• WORK ITEM A: Please return the copyright passage from "- Create a collective" up to and including "A public register.", copied word for word.
• WORK ITEM B: For each statement, say yes or no to whether the copyright passage agrees with it, and quote the words of the passage that decide it. (i) The Copyright Act was last substantively amended in 2012. (ii) Under the proposed collective license, the lab distributes the payments. (iii) The back-dated license would be priced as a flat fee per model.

The argument will be that training a model is “research.” The argument will be that the output of a model does not reproduce the training inputs, so no copyright is infringed. The argument will cite a line of American cases on “transformative use” that has nothing to do with Canadian law and will be wheeled in anyway.
The Copyright Act was last substantively amended in 2012. The drafters did not anticipate a regime in which every word, image, and song on the Internet is ingested en masse and converted into a commercial product by a firm that is not a researcher in any sense of the word Canadian law would recognize.
A Canadian Parliament that took primitive accumulation seriously would do four things.
- Define training as a restricted act. Explicitly name the ingestion of copyrighted work into a training corpus as an act covered by copyright. Not fair dealing. Not research. A use the copyright holder must license.
- Create a collective licence. For the same reason radio stations do not negotiate with every songwriter individually, training data should be licensed collectively through a body like SOCAN. A blanket licence, a public tariff, and a distribution formula. This is the opposite of the lab-run opt-in scheme. The lab pays; the public body distributes.
- Require provenance disclosure. Any model offered commercially in Canada must publish the list of datasets it was trained on. No black-box corpora. No “proprietary mix.” A public register.
- Back-date the licence. The training has already happened. The licence is therefore retroactive, priced as a percentage of revenue from any product using a model trained before the Act comes into force. This is the only way to claw back the surplus from the scrape that has already happened.

• DATA EXTRACT:
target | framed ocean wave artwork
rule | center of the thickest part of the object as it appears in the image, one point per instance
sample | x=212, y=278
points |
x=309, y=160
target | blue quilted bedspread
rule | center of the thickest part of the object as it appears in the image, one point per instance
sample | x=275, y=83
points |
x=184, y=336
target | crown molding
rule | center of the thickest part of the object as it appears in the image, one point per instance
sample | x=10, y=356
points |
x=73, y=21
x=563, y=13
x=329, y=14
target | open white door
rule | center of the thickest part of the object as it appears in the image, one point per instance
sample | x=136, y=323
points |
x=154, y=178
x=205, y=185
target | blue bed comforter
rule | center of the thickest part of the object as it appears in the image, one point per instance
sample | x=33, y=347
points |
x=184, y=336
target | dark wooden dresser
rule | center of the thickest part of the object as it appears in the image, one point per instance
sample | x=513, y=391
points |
* * *
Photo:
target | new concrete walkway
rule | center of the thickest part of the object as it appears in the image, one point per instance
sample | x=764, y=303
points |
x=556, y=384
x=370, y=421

• EXERCISE RESPONSE A:
- Create a collective licence. For the same reason radio stations do not negotiate with every songwriter individually, training data should be licensed collectively through a body like SOCAN. A blanket licence, a public tariff, and a distribution formula. This is the opposite of the lab-run opt-in scheme. The lab pays; the public body distributes.
- Require provenance disclosure. Any model offered commercially in Canada must publish the list of datasets it was trained on. No black-box corpora. No “proprietary mix.” A public register.

• EXERCISE RESPONSE B:
(i) Yes: "The Copyright Act was last substantively amended in 2012."
(ii) No: "The lab pays; the public body distributes."
(iii) No: "priced as a percentage of revenue from any product using a model trained before the Act comes into force"